Supplied records |
□ □ □ □ □ □ □
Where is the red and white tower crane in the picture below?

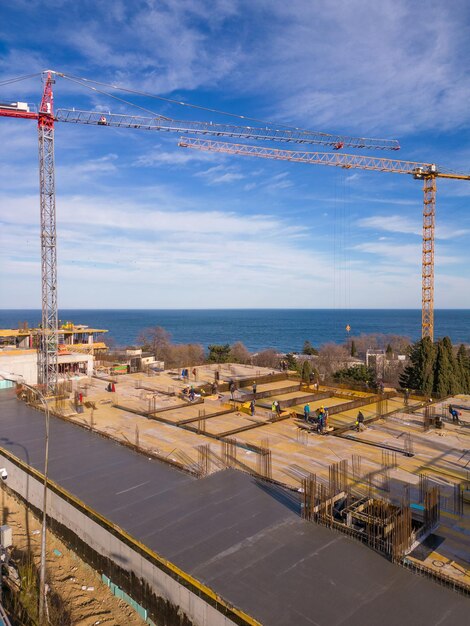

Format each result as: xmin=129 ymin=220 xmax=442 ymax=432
xmin=0 ymin=70 xmax=400 ymax=395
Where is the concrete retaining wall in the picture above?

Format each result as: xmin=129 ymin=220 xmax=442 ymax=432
xmin=0 ymin=449 xmax=258 ymax=626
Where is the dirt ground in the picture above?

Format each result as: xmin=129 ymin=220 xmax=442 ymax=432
xmin=1 ymin=485 xmax=145 ymax=626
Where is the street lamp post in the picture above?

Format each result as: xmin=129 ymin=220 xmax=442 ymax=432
xmin=2 ymin=375 xmax=49 ymax=626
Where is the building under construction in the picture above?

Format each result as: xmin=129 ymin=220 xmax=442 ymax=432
xmin=0 ymin=358 xmax=470 ymax=626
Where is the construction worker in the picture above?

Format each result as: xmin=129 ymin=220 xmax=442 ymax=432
xmin=403 ymin=389 xmax=410 ymax=406
xmin=356 ymin=411 xmax=365 ymax=432
xmin=304 ymin=402 xmax=310 ymax=423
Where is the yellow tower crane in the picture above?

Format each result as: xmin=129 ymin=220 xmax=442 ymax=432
xmin=179 ymin=137 xmax=470 ymax=341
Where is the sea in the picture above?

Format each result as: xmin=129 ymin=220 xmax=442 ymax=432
xmin=0 ymin=309 xmax=470 ymax=352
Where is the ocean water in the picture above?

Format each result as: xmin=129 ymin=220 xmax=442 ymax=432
xmin=0 ymin=309 xmax=470 ymax=352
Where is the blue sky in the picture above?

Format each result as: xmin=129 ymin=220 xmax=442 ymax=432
xmin=0 ymin=0 xmax=470 ymax=308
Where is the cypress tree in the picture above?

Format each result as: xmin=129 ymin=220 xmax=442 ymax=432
xmin=400 ymin=337 xmax=436 ymax=395
xmin=434 ymin=337 xmax=462 ymax=396
xmin=457 ymin=343 xmax=470 ymax=393
xmin=302 ymin=361 xmax=312 ymax=383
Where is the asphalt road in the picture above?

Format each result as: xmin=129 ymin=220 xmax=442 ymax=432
xmin=0 ymin=390 xmax=470 ymax=626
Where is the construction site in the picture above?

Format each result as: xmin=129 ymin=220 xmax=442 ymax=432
xmin=0 ymin=70 xmax=470 ymax=626
xmin=0 ymin=364 xmax=470 ymax=624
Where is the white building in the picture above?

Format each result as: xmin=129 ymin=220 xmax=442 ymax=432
xmin=0 ymin=323 xmax=107 ymax=385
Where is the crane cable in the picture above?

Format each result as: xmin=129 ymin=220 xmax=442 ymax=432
xmin=0 ymin=72 xmax=42 ymax=87
xmin=54 ymin=72 xmax=358 ymax=138
xmin=54 ymin=72 xmax=171 ymax=121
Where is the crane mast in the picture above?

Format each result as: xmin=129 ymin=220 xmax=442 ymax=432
xmin=38 ymin=72 xmax=58 ymax=395
xmin=178 ymin=137 xmax=470 ymax=341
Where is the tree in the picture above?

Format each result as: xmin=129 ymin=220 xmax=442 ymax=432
xmin=230 ymin=341 xmax=251 ymax=363
xmin=400 ymin=337 xmax=436 ymax=395
xmin=316 ymin=342 xmax=351 ymax=376
xmin=302 ymin=341 xmax=318 ymax=356
xmin=333 ymin=365 xmax=377 ymax=387
xmin=286 ymin=352 xmax=299 ymax=371
xmin=207 ymin=343 xmax=230 ymax=363
xmin=302 ymin=360 xmax=312 ymax=383
xmin=253 ymin=348 xmax=279 ymax=369
xmin=434 ymin=337 xmax=462 ymax=397
xmin=138 ymin=326 xmax=171 ymax=361
xmin=457 ymin=343 xmax=470 ymax=393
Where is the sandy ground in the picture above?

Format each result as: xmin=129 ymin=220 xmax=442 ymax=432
xmin=45 ymin=365 xmax=470 ymax=580
xmin=1 ymin=485 xmax=145 ymax=626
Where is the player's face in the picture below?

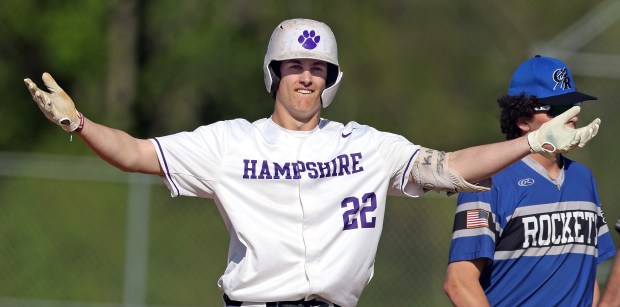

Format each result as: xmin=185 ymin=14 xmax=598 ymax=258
xmin=272 ymin=59 xmax=327 ymax=130
xmin=528 ymin=106 xmax=579 ymax=131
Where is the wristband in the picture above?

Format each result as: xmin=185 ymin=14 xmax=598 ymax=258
xmin=73 ymin=112 xmax=84 ymax=133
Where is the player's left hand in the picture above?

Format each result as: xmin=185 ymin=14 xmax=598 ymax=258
□ □ □ □ □ □ □
To do | What is needed is an exact reproduction of the data, pictures excluded.

Reply |
Where is the red and white tower crane in the picture below?


Format each result as: xmin=129 ymin=220 xmax=442 ymax=432
xmin=0 ymin=70 xmax=400 ymax=395
Where is the concrete retaining wall in the picture above?

Format each result as: xmin=129 ymin=220 xmax=442 ymax=432
xmin=0 ymin=449 xmax=258 ymax=626
Where is the dirt ground in the picture above?

Format each result as: xmin=129 ymin=220 xmax=442 ymax=432
xmin=1 ymin=485 xmax=145 ymax=626
Where is the street lamp post in the picture above?

Format each result as: xmin=129 ymin=220 xmax=442 ymax=432
xmin=2 ymin=375 xmax=49 ymax=626
Where is the building under construction in the picture above?

Format each result as: xmin=129 ymin=220 xmax=442 ymax=432
xmin=0 ymin=358 xmax=470 ymax=626
Where is the construction worker in the picture above?

Format each result as: xmin=129 ymin=220 xmax=442 ymax=432
xmin=403 ymin=389 xmax=410 ymax=406
xmin=356 ymin=411 xmax=365 ymax=432
xmin=304 ymin=402 xmax=310 ymax=423
Where is the yellow tower crane in the picture above?

Format each result as: xmin=129 ymin=220 xmax=442 ymax=432
xmin=179 ymin=137 xmax=470 ymax=341
Where is the sea in the picture above?

Format each result as: xmin=129 ymin=220 xmax=442 ymax=432
xmin=0 ymin=309 xmax=470 ymax=352
Where is the ocean water in the picture above?

Format each result as: xmin=129 ymin=220 xmax=442 ymax=432
xmin=0 ymin=309 xmax=470 ymax=352
Where is the blue sky in the picture above?

Format each result as: xmin=129 ymin=220 xmax=442 ymax=432
xmin=0 ymin=0 xmax=470 ymax=308
Where is the cypress tree in the picture above?

Format each result as: xmin=129 ymin=220 xmax=442 ymax=432
xmin=400 ymin=337 xmax=436 ymax=395
xmin=434 ymin=337 xmax=462 ymax=396
xmin=457 ymin=343 xmax=470 ymax=393
xmin=302 ymin=361 xmax=312 ymax=383
Where is the asphalt road in the picture above?

Format each result as: xmin=129 ymin=220 xmax=442 ymax=432
xmin=0 ymin=390 xmax=470 ymax=626
Where is the construction site in the picture above?

Format each result as: xmin=129 ymin=220 xmax=442 ymax=432
xmin=0 ymin=70 xmax=470 ymax=626
xmin=0 ymin=364 xmax=470 ymax=624
Where is the white building in the picture above?

Format each result as: xmin=129 ymin=220 xmax=442 ymax=432
xmin=0 ymin=323 xmax=107 ymax=385
Where is the crane cable in the picture above?

Format each result as: xmin=129 ymin=220 xmax=442 ymax=432
xmin=0 ymin=72 xmax=42 ymax=87
xmin=54 ymin=72 xmax=358 ymax=138
xmin=54 ymin=72 xmax=171 ymax=121
Where is the crane mast in the picture above?

Format each result as: xmin=129 ymin=220 xmax=442 ymax=432
xmin=38 ymin=72 xmax=58 ymax=395
xmin=178 ymin=137 xmax=470 ymax=341
Where is the tree in the picture above?

Format each result as: xmin=129 ymin=220 xmax=442 ymax=432
xmin=230 ymin=341 xmax=251 ymax=363
xmin=400 ymin=337 xmax=436 ymax=395
xmin=316 ymin=342 xmax=351 ymax=376
xmin=302 ymin=341 xmax=318 ymax=356
xmin=333 ymin=365 xmax=377 ymax=387
xmin=286 ymin=352 xmax=299 ymax=371
xmin=207 ymin=343 xmax=230 ymax=363
xmin=302 ymin=360 xmax=312 ymax=383
xmin=253 ymin=348 xmax=279 ymax=369
xmin=434 ymin=337 xmax=462 ymax=397
xmin=138 ymin=326 xmax=171 ymax=361
xmin=457 ymin=343 xmax=470 ymax=393
Where is the sandy ground in the picture above?

Format each result as: xmin=129 ymin=220 xmax=442 ymax=432
xmin=45 ymin=365 xmax=470 ymax=580
xmin=1 ymin=485 xmax=145 ymax=626
Where is the player's face in the picture below?


Format each result as: xmin=185 ymin=14 xmax=598 ymax=258
xmin=272 ymin=59 xmax=327 ymax=130
xmin=528 ymin=106 xmax=579 ymax=131
Where is the wristband in the picture above?

Format each result as: xmin=185 ymin=14 xmax=598 ymax=258
xmin=73 ymin=112 xmax=84 ymax=133
Where is the player's left hand in the picture above?

Format each result as: xmin=185 ymin=14 xmax=598 ymax=258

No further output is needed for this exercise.